TASK INSTRUCTIONS » In the records below, find the line containing "Shot-chart audit: point to every instance of the dark", then extract that line and all subsequent lines exactly, leaving out everything else.

LISTED ENTRIES »

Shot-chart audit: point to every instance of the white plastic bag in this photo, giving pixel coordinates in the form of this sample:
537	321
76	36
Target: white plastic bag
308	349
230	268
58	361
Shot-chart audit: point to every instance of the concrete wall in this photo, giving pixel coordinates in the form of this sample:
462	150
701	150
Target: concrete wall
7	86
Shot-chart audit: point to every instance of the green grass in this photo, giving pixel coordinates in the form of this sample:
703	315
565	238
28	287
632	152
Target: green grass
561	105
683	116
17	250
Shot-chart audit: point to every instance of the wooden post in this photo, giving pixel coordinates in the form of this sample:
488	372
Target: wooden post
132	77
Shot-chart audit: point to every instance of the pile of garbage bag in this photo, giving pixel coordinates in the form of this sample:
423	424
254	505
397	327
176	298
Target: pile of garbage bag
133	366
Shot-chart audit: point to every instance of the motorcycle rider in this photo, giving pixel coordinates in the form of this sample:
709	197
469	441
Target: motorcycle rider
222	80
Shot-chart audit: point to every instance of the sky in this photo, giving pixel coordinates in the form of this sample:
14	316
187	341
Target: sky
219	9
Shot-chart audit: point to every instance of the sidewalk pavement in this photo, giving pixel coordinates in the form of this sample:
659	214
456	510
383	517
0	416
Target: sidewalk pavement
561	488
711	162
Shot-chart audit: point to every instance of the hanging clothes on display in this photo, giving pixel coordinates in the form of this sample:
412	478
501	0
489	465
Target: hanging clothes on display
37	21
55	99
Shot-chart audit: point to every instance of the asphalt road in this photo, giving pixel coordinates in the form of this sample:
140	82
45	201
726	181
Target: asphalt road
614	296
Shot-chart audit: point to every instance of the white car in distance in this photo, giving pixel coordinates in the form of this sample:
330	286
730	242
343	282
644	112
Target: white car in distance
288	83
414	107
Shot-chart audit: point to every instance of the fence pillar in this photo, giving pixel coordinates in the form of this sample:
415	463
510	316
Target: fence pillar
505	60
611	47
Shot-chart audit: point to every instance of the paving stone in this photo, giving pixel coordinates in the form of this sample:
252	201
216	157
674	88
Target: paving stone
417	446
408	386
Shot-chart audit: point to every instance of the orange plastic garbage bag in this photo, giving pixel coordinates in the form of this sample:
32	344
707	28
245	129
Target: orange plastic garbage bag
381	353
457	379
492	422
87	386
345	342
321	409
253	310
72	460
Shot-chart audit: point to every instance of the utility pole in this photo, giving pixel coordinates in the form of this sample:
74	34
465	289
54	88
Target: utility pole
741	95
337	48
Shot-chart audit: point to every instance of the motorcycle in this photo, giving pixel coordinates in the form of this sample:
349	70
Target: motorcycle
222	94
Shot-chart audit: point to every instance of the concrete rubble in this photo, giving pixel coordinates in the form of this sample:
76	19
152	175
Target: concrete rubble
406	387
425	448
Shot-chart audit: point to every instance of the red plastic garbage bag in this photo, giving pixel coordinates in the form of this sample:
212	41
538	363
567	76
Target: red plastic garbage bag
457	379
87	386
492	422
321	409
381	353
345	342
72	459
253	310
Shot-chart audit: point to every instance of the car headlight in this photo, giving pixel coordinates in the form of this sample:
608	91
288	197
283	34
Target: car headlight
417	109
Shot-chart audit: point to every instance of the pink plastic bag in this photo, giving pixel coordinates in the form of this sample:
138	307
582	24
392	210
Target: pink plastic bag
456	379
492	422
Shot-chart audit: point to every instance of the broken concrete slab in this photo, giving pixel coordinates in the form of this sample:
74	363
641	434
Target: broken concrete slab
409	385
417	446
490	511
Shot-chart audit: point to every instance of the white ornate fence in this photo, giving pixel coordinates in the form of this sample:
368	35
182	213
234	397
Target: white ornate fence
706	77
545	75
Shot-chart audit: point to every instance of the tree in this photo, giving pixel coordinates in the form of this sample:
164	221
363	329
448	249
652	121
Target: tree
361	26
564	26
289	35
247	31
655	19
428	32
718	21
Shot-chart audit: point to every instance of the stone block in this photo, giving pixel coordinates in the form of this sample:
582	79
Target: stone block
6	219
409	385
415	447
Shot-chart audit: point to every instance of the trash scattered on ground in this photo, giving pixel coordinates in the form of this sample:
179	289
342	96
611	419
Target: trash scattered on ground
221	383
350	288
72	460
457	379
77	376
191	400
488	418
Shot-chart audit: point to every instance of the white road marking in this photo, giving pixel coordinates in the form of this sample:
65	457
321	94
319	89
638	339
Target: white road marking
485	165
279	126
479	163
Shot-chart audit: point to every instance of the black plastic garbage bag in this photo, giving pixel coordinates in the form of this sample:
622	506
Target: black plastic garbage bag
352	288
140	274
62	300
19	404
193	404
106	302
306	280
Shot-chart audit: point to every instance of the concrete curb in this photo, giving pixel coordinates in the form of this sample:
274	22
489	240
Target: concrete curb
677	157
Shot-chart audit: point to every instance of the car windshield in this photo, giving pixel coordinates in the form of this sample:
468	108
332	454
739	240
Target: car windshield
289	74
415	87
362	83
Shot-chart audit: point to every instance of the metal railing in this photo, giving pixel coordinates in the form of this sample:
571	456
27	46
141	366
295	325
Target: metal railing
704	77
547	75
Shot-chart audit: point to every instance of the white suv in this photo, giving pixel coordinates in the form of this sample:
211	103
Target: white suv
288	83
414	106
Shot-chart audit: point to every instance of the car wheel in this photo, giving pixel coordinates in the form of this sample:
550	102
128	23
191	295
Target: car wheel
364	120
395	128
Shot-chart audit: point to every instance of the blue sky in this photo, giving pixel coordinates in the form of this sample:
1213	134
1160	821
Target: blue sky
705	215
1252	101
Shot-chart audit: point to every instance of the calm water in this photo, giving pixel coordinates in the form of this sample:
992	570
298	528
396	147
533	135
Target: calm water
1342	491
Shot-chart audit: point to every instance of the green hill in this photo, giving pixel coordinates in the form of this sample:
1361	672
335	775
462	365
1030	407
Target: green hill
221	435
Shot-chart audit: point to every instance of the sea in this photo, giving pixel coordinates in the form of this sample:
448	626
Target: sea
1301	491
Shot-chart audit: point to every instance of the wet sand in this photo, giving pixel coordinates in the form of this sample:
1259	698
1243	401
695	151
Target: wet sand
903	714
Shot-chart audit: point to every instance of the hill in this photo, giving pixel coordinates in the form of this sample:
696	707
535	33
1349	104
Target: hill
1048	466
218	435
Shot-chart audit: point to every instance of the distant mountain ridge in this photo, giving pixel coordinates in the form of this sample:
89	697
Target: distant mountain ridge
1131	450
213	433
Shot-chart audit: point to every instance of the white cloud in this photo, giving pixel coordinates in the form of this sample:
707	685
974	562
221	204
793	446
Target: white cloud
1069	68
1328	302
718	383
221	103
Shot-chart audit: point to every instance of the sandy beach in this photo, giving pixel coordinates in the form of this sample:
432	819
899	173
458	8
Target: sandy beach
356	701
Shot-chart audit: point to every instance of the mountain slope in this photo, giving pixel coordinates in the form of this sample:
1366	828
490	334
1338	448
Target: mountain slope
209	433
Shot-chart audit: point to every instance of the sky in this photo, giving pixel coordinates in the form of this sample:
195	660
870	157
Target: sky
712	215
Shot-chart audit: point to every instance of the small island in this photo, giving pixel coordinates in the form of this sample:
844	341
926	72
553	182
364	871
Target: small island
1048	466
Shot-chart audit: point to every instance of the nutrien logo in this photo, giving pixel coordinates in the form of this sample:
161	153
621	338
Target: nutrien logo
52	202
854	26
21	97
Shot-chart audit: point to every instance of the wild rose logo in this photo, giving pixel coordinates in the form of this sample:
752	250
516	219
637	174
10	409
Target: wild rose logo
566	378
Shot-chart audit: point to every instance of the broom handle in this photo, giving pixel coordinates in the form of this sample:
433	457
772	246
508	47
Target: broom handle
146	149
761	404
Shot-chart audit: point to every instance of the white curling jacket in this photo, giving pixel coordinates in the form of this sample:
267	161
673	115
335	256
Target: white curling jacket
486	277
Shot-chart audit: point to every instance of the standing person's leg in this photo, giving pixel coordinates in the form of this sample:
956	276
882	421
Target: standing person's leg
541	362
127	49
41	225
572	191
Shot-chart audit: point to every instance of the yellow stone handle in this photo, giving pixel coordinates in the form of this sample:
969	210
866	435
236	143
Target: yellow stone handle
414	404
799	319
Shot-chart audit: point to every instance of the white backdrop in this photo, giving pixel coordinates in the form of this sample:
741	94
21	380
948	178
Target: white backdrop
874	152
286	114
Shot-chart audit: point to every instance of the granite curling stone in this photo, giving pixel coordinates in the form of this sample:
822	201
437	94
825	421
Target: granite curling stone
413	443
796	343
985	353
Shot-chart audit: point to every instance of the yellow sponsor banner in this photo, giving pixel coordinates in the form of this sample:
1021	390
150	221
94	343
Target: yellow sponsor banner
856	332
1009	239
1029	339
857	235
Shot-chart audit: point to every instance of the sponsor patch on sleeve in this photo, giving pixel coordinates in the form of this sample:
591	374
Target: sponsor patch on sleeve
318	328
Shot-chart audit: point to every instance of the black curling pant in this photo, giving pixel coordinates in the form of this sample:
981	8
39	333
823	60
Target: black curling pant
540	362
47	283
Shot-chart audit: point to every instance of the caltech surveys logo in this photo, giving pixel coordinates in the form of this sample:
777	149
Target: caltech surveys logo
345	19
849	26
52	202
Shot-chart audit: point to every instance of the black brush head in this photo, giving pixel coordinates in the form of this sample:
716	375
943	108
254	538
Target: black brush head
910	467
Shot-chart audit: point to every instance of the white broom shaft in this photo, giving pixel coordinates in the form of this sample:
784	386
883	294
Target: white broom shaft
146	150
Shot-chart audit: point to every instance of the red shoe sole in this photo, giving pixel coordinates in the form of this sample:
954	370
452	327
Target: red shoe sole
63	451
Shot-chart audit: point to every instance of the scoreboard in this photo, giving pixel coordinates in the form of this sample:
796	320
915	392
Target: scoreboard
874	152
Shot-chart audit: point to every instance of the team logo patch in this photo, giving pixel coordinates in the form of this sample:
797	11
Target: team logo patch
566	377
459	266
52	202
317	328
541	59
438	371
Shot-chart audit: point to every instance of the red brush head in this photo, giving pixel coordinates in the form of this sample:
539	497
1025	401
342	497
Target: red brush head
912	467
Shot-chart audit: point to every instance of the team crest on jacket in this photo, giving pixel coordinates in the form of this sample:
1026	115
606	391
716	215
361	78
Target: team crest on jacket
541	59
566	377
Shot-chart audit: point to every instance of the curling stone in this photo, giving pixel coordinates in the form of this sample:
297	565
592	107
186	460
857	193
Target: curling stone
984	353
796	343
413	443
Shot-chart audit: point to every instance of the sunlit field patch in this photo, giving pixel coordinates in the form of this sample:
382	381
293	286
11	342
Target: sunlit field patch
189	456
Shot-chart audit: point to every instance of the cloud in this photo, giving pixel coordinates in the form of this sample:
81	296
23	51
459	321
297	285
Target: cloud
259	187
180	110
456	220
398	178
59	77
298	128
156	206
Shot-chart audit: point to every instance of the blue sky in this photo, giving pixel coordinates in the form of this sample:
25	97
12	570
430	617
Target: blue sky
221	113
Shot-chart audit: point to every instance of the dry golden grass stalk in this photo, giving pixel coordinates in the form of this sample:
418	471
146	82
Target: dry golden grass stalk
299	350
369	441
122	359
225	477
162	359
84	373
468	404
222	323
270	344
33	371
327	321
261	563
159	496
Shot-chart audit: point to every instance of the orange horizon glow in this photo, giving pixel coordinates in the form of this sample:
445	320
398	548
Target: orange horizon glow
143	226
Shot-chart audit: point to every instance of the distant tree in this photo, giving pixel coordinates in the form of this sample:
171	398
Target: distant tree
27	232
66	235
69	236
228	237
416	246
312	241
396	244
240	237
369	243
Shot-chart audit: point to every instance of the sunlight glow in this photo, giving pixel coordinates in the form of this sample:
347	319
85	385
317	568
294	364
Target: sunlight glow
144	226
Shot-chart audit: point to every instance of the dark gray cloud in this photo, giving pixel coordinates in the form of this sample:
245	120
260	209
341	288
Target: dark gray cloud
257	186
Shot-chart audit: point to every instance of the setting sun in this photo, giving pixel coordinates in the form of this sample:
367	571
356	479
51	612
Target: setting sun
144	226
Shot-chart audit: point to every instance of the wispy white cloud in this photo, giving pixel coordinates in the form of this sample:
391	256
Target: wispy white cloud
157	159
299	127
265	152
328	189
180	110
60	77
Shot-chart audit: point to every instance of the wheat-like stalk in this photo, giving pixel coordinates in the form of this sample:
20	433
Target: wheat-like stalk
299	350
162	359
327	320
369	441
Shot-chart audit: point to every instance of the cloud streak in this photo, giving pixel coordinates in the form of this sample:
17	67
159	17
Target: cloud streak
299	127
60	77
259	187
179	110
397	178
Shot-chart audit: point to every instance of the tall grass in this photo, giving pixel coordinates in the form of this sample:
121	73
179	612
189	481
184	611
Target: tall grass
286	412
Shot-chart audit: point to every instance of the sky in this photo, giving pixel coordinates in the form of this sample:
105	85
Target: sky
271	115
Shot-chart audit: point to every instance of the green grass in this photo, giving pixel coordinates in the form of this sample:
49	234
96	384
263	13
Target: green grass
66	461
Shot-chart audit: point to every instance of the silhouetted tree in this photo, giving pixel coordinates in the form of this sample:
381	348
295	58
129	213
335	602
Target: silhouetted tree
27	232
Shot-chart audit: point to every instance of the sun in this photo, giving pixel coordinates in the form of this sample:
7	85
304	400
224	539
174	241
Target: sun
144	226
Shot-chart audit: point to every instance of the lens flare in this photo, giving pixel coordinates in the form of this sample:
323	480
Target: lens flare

SOLUTION TO THIS EXERCISE »
Shot-chart audit: point to every instance of the dark gray cloud in this photo, giving pixel coordinates in the form of this sample:
245	120
260	209
341	288
Target: dark gray cloud
257	186
Shot-chart audit: point to every instance of the setting sun in this photo, giving pixel coordinates in the form of this sample:
367	571
356	479
51	612
Target: setting sun
144	226
Shot-chart audit: point to every instance of the wispy white cloud in this photo, giving pixel coordinates in the form of this sample:
391	256
Target: wispy white cloud
157	159
299	127
265	152
328	189
180	110
60	77
Shot-chart audit: point to every instance of the wheat-like stalk in this photo, giving pixel coordinates in the form of this sample:
20	433
Target: wheat-like stalk
299	350
162	359
327	320
369	441
Shot-chart audit: point to every instance of the cloud streak in this photo, giving pixel coordinates in the form of this sample:
17	67
159	17
Target: cloud streak
299	127
60	77
259	187
179	110
397	178
Shot-chart audit: point to every instance of the tall grass in this photo, giving pixel coordinates in the form of this sample:
121	73
179	612
189	481
184	611
Target: tall grass
286	412
Shot-chart audit: point to every instance of the sky in this photo, giving pixel coordinates in the form of this sample:
105	85
Target: sky
271	115
Shot-chart audit: point to every instance of the green grass in this photo, giving pixel coordinates in the form of this sample:
49	234
96	384
263	13
Target: green grass
66	461
Shot-chart audit: point to every instance of the silhouetted tree in this photo, giving pixel coordinates in the form of this sample:
381	348
295	58
129	213
335	602
Target: silhouetted tree
27	232
Shot-chart audit: point to every instance of the sun in this photo, giving pixel coordinates in the form of this sample:
7	85
304	400
224	539
174	241
Target: sun
144	226
Shot-chart audit: point to every instance of the lens flare in this photo, giving pixel coordinates in the form of this sample:
323	480
Target: lens flare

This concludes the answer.